▶ **Exercise 1**:
In the biographical text, in what year did Edwin Stewart Underhill, Jr. graduate from Sheffield Scientific School at Yale University?
▶ **Exercise 2**:
Quote the biographical text between "One of the business" and "in the management.", inclusive.
▶ **Exercise 3**:
Condense the paragraph of the biographical text that begins "For six years Mr. Underhill" into a short list of its main facts.

▶ **Text segment**:
........
Drafted into public service by the citizens of Corning, Mr. Rolfe has rendered a fine service as a member of the Board of Health for the past fifteen years. In the World War period the Federal Government has in him a most efficient and patriotic aid. He served as a member of the Liberty Loan Committee, and as that body's district publicity director, as chairman of publicity for the War Chest; district director of War Stamp and Postal Savings; assistant to the fuel and food administrators; member of the Draft Board Education committee, and as a member of the Hone Defense Company.
In various interests and activities of Corning, Mr. Rolfe is or has been intimately concerned. He is vice-president of the Corning Printing Company; volunteer secretary and member of the Denison Park commission, which devel-
oped Denison Park and raised the development fund; a former director of the Corning Chamber of Commerce, and of Corning Rotary Club; an incorporator and a former director of the Crystal City Realty Corporation; director of Corning Homes, Incorporated; a former director of Steuben County Young Men's Christina Association and of the Girl Scouts, and a member of the examining board of the Boy Scouts.
As a member of the Fourth Estate, Mr. Rolfe enjoys high standing in the New York Editorial Association, the New York State Dailies' Association, the New York State Publishers' Association, of which body's committee on education he is a member; and of the empire State School of Engraving and Printing. His fraternal obligations are given to Painted post Lodge, No. 117, Free and Accepted Masons, of Corning. He is an incorporator and charter member of Corning Lodge, No. 1071, Benevolent and Protective Order of Elks; a member of the Corning Club and the Corning country club. His religious affiliation is with Christ Protestant Episcopal Church, Corning.
Mr. Rolfe married, October 14, 1903, at Elmira, New York, Bertha Emily Butterworth, daughter of William and Mary Ann Butterworth.
Edwin Stewart Underhill, Jr.
One of the business manager of the "Corning Evening Leader," of which his father, the late Hon. Edwin Stewart Underhill, St., was the owner and publisher, and of which the latter's other son, William Allen Underhill, is also a manger of the business department. Reviews of the father and brother of Edwin S. Underhill, Jr., and of John Furman Rolfe, editor of the "Leader" are contained in this work as a contiguous account of the rise and progress of the "Evening Leader," its inspiring genius and his able corps of associates in the management.
Edwin Stewart Underhill, Jr. was born in Bath, New York, April 18, 1890, a son of Edwin S. and Minerva E. (Allen) Underhill, both parents deceased. He was a student at Haverling High School, Bath, for one year, and pursued his studies further at
Princeton Preparatory School, Princeton, New Jersey, for an additional year, and then spent a like period at Jacob Tome Institute, Port Deposit, Maryland. He next entered Sheffield Scientific school, Yale University, from which he was graduated in the class of 1911. His association with the "Corning Evening Leader," began almost immediately on his leaving the university, for in the year of his graduation he was attached to the business department of the newspaper, and has ever since held office as one of the managers of that division.
For six years Mr. Underhill gave undivided attention to the duties of his important office on the "Leader." July 2, 1917, he enlisted in the Navy, and served on submarine Patrol boats off the Atlantic coast. He was commissioned an ensign in the United States Naval Reserve Force, May 13, 1918, and in September, 1918, was given the rank of ensign with his (T) at the United States Naval Academy, Annapolis, Maryland. He saw office aboard the United States steamship "Von Steuben," in the transport service, and was honorably discharged from the Navy in December, 1918.
........
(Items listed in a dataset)
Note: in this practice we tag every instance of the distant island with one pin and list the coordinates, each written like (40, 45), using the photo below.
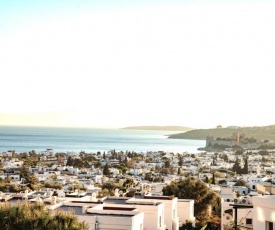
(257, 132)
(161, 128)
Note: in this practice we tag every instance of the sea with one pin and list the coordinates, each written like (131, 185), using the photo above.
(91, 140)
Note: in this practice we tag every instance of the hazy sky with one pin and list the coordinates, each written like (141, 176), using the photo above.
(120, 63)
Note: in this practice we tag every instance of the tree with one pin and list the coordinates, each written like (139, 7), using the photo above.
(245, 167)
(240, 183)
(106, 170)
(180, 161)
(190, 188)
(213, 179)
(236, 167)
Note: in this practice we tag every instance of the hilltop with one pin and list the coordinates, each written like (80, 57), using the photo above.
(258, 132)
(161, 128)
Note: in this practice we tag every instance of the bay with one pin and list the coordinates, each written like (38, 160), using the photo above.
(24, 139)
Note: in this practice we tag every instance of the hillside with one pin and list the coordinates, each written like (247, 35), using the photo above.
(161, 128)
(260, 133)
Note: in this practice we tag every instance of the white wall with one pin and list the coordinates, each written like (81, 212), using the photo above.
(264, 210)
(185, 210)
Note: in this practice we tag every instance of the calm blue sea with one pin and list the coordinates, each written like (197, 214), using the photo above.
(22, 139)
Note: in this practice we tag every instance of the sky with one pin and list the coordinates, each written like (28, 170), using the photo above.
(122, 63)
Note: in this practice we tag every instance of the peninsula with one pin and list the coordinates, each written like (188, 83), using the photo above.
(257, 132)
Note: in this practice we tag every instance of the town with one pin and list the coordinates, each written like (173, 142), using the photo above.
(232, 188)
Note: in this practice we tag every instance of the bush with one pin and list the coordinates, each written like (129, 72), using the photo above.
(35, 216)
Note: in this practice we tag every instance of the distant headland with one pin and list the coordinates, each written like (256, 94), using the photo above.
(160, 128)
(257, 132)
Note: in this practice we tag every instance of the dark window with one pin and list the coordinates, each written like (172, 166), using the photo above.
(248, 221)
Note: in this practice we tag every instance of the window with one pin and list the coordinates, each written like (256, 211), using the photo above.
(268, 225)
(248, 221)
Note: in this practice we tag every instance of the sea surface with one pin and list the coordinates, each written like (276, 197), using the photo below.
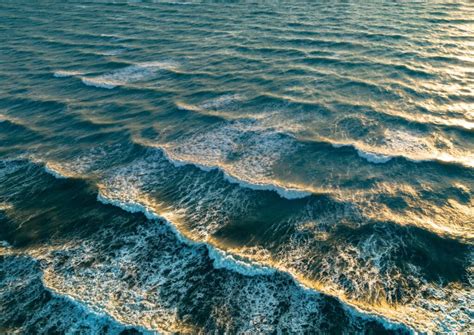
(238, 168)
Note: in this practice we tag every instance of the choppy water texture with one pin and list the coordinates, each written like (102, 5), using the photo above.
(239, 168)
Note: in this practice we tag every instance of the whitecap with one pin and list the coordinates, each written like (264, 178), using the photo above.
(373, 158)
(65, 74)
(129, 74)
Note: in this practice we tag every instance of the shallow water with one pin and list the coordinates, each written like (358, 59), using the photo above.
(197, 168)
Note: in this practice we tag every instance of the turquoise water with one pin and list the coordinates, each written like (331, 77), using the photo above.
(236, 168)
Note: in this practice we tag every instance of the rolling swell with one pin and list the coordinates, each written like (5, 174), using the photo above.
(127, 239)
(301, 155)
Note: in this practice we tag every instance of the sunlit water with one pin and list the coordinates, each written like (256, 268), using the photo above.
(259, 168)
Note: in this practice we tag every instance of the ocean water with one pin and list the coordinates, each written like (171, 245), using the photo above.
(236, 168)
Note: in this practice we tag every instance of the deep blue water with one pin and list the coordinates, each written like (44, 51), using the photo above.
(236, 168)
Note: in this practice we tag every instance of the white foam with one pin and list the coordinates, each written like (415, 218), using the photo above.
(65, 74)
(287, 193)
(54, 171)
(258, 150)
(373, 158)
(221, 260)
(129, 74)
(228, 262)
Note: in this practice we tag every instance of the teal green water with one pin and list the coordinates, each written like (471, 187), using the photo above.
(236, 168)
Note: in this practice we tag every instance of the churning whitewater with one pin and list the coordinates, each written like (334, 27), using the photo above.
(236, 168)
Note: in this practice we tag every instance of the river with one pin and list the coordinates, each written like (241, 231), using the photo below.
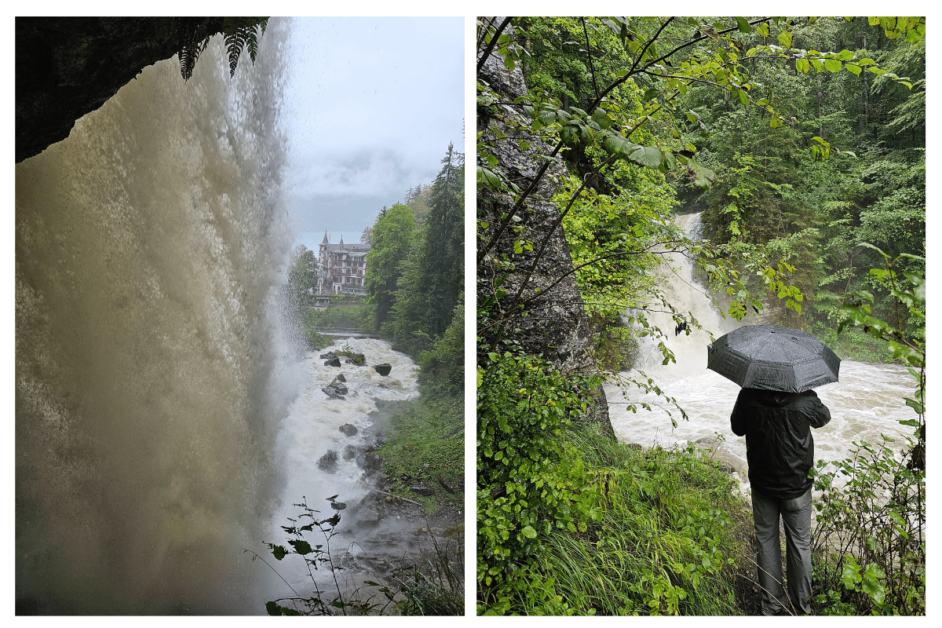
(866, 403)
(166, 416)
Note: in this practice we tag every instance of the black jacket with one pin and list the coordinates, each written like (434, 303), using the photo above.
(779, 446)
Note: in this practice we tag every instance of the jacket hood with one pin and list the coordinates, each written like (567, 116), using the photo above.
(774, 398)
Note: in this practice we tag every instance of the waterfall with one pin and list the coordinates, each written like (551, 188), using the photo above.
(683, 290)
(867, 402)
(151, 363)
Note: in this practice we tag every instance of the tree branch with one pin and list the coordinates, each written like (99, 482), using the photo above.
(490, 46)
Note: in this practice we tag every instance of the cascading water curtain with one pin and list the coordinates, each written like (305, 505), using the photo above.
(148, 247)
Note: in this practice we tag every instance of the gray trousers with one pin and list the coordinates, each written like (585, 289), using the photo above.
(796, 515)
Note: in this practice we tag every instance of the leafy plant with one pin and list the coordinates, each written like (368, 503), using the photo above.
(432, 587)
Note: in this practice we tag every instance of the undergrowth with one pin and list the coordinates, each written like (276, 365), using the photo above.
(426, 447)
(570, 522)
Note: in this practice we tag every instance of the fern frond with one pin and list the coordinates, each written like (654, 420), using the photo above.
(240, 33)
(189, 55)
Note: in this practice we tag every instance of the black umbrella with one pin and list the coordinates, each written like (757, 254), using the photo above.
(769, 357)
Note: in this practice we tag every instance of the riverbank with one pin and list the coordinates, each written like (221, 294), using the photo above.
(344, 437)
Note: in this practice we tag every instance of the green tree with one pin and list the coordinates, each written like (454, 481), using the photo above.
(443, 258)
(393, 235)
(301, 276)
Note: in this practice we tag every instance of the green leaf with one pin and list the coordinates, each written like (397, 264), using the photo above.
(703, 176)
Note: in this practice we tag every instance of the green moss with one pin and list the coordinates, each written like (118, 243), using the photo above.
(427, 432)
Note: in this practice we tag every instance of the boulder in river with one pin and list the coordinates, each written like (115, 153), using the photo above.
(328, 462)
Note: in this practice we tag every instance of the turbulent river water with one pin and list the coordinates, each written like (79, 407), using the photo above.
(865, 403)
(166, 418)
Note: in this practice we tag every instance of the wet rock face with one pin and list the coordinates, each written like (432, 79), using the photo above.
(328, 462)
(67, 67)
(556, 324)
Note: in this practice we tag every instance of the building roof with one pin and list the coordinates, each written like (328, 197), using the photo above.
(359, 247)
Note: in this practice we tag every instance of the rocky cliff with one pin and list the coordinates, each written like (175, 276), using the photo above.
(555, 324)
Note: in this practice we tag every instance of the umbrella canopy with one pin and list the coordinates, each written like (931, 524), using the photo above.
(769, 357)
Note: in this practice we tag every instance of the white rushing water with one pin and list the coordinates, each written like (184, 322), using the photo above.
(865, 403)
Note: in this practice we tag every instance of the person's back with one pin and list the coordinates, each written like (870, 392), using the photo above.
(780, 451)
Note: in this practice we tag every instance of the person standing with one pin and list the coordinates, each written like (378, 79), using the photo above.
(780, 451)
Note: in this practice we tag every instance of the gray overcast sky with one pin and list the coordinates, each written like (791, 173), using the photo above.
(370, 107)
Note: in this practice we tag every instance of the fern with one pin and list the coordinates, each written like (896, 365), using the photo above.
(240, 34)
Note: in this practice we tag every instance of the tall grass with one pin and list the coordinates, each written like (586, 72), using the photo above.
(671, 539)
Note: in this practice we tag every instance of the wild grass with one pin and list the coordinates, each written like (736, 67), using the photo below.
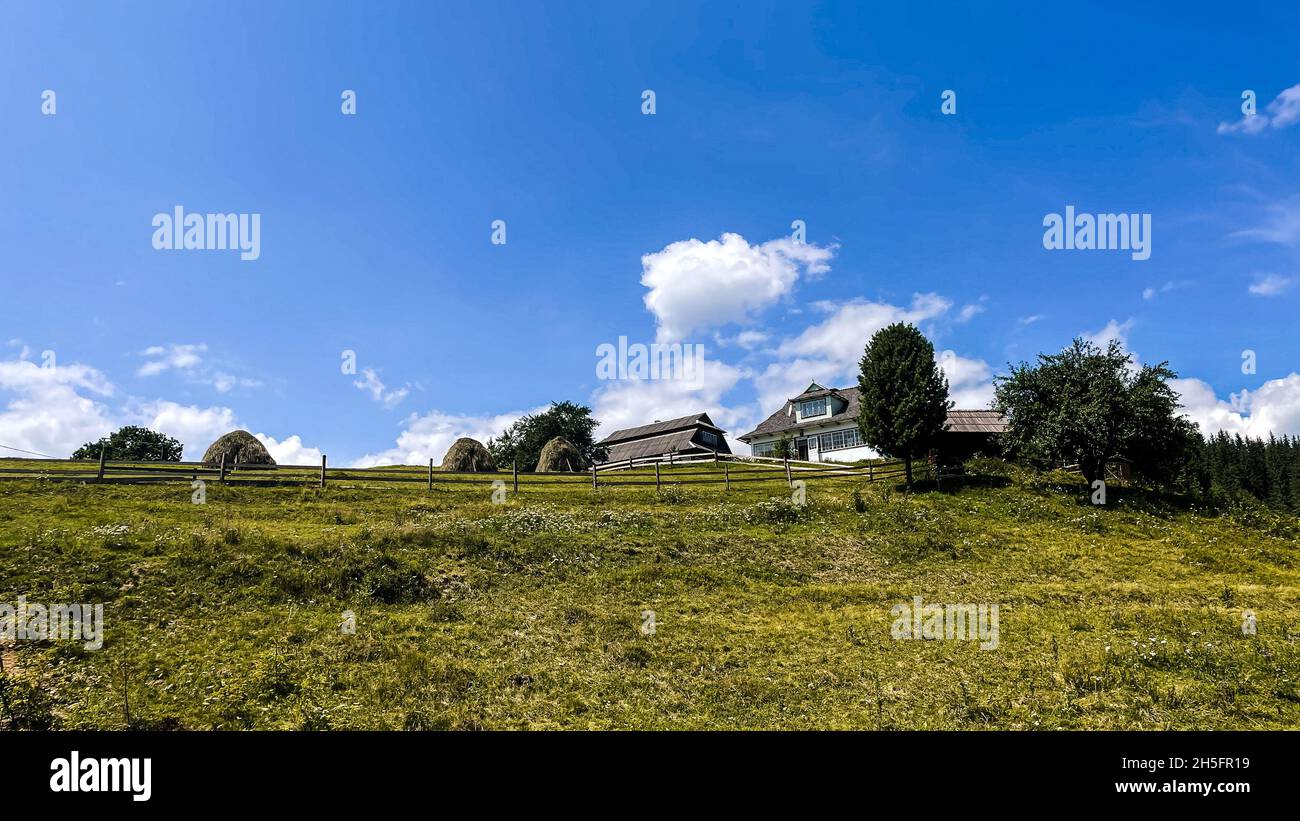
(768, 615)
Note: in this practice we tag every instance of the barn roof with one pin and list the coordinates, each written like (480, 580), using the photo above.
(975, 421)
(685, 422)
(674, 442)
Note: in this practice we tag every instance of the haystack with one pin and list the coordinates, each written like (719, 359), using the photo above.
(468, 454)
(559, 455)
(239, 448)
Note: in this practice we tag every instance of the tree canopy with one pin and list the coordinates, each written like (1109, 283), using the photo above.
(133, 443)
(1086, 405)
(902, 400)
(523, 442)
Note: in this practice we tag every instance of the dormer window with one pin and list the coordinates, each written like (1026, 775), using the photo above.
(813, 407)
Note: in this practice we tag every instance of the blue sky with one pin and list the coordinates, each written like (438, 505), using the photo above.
........
▶ **Full output 1**:
1911

▶ **Full output 2**:
One of the business manager of the "Corning Evening Leader," of which his father, the late Hon. Edwin Stewart Underhill, St., was the owner and publisher, and of which the latter's other son, William Allen Underhill, is also a manger of the business department. Reviews of the father and brother of Edwin S. Underhill, Jr., and of John Furman Rolfe, editor of the "Leader" are contained in this work as a contiguous account of the rise and progress of the "Evening Leader," its inspiring genius and his able corps of associates in the management.

▶ **Full output 3**:
- For six years, gave undivided attention to his office on the "Leader."
- Enlisted in the Navy on July 2, 1917, and served on submarine patrol boats off the Atlantic coast.
- Commissioned an ensign in the United States Naval Reserve Force on May 13, 1918.
- In September 1918, given the rank of ensign at the United States Naval Academy, Annapolis, Maryland.
- Served aboard the United States steamship "Von Steuben" in the transport service.
- Honorably discharged from the Navy in December 1918.